What is expected:
Return exactly as they appear the lines of the records below, from the line containing "Task: for each" through the line containing "positive clicks: (301, 265) (300, 270)", both included.

------ Information provided ------

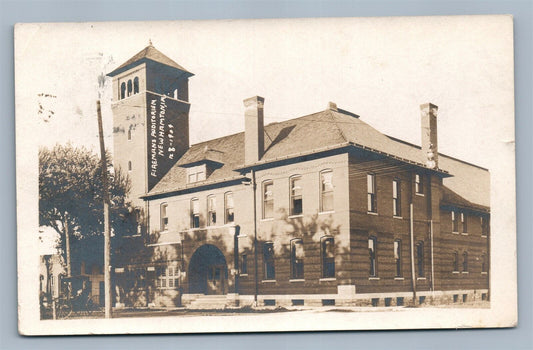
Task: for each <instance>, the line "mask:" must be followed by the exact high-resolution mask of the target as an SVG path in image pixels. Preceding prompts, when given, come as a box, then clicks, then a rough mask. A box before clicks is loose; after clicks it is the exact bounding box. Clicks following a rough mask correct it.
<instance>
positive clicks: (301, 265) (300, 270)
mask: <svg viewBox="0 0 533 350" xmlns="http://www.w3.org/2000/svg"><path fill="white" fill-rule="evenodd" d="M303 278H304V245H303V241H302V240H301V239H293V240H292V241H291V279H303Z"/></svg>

------
------ Information provided ------

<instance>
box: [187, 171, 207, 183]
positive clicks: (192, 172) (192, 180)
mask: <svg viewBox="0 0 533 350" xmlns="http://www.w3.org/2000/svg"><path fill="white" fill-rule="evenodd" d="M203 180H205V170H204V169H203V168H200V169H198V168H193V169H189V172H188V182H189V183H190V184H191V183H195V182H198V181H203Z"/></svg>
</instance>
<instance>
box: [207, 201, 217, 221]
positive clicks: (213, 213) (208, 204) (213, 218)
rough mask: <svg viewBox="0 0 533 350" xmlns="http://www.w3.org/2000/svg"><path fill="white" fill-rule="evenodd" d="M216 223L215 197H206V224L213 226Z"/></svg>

------

Response:
Task: for each <instance>, the line "mask:" must be followed by the exact high-resolution mask of the target as an SVG path in image pixels. Preceding prompts, when given, come as a box, then clicks, then a rough mask. A box before clicks is loose; after clicks it is the exact bounding box. Clicks following a rough mask correct it.
<instance>
positive clicks: (301, 265) (300, 270)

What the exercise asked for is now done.